Terminal High Altitude Area Defense (THAAD)

The Terminal High Altitude Area Defense (THAAD) element provides the Ballistic Missile Defense System (BMDS) with a globally-transportable, rapidly-deployable capability to intercept and destroy ballistic missiles inside or outside the atmosphere during their final, or terminal, phase of flight.

Overview

  • Land-based element capable of shooting down a ballistic missile both inside and just outside the atmosphere.
  • Highly effective against the asymmetric ballistic missile threats.
  • Uses hit-to-kill technology whereby kinetic energy destroys the incoming warhead.
  • The high-altitude intercept mitigates effects of enemy weapons of mass destruction before they reach the ground.

Details

  • THAAD battery consists of four main components:
    Launcher: Truck-mounted, highly-mobile, able to be stored; interceptors can be fired and rapidly reloaded.

Records of labeled boxes:
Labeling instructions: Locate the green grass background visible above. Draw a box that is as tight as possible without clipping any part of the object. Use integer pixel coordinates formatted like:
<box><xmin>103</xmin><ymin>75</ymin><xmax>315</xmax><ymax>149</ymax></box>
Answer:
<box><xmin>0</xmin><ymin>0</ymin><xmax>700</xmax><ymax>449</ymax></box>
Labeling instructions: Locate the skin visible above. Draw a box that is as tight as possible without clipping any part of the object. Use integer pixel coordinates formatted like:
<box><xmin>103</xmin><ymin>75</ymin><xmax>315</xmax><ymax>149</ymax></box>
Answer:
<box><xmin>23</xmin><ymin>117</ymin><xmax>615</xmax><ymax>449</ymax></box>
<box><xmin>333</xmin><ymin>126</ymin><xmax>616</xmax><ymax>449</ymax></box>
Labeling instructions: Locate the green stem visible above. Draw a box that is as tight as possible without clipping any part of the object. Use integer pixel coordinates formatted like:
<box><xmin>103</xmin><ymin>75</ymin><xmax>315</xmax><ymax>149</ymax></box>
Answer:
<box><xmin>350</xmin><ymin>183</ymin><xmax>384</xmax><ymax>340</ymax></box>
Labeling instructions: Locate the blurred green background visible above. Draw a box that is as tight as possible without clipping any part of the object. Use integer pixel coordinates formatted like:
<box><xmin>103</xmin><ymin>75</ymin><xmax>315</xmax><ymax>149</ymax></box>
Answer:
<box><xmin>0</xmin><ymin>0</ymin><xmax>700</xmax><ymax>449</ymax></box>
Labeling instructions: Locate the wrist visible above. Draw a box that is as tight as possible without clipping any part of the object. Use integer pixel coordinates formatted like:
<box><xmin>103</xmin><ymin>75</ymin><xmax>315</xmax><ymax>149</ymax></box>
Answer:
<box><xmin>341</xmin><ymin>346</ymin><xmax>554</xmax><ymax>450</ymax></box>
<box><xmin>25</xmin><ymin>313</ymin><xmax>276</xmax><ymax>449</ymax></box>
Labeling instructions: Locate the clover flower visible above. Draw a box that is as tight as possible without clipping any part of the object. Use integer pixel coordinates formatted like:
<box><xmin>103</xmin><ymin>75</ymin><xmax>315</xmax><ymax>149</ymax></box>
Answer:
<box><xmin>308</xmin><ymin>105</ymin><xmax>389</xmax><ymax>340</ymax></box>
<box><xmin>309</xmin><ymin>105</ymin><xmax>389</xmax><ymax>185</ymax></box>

> Stated exercise 1
Decide whether each statement below agrees with the THAAD passage, answering yes or no and quoting the words from the passage that settle it: (a) THAAD can intercept ballistic missiles only inside the atmosphere. (b) THAAD destroys the incoming warhead with kinetic energy. (c) A THAAD battery has four main components.
> Stated exercise 2
Write a continuation of the THAAD passage, starting right after its final line.

> Written response 1
(a) No: "intercept and destroy ballistic missiles inside or outside the atmosphere"
(b) Yes: "Uses hit-to-kill technology whereby kinetic energy destroys the incoming warhead."
(c) Yes: "THAAD battery consists of four main components"

> Written response 2
    Interceptors: Eight per launcher.
    Radar: Army Navy/Transportable Radar Surveillance (AN/TPY-2) - Largest air-transportable x-band radar in the world searches, tracks, and discriminates objects and provides updated tracking data to the interceptor.
    Fire Control: Communication and data-management backbone; links THAAD components together; links THAAD to external command and control nodes and to the entire BMDS; plans and executes intercept solutions.
  • Rapidly-deployable by being globally transportable via air, land and sea.

Development

  • State-of-the-art engineering ensures high standards and efficient production and maintenance.
  • Comprehensive program of ground and flight tests, quality assurance, and design and development activities support mission success.
  • Major events in the THAAD Program:
    • Returned to flight test on Nov. 22, 2005 at White Sands Missile Range, New Mexico.
    • Completed 13 successful tests, including 11 intercepts, and operationally-realistic tests in March 2009, June 2010, October 2011, October 2012 and September 2013.
    • Continuing element development to incrementally improve missile defense capability.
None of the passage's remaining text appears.